EXERCISE DESCRIPTION ->
The answer must consist of every line from the data that holds the string "target".

......

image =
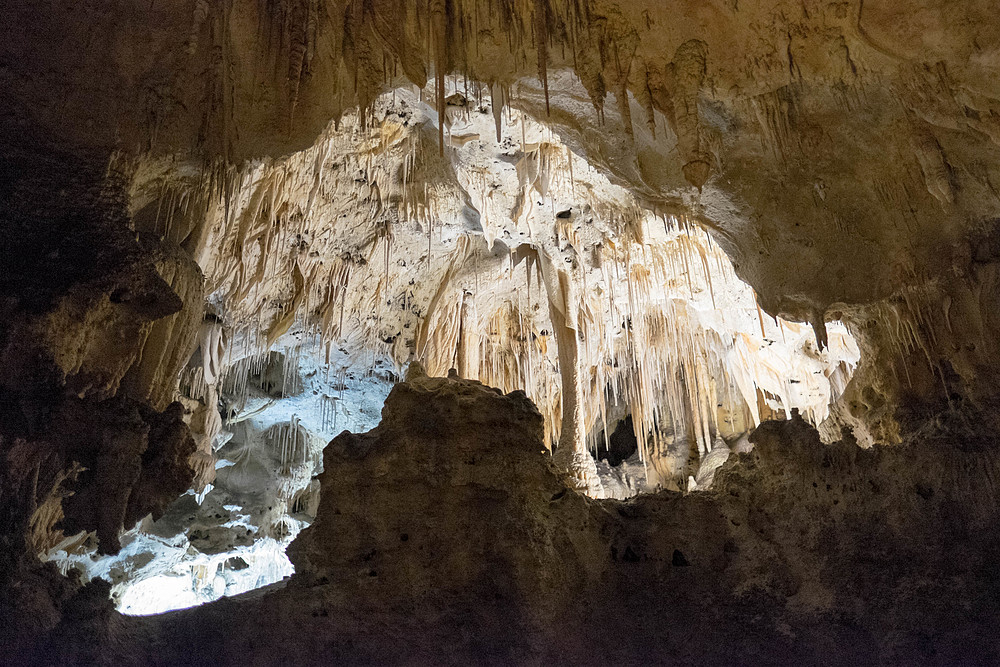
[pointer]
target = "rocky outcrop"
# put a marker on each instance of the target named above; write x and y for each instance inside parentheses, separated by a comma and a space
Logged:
(446, 535)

......

SOLUTION TO THIS EXERCISE ->
target = "rocky outcrop"
# put a marker on each instance of the target named above; write x and y for each instance inside parentheses, separated by a comma and a space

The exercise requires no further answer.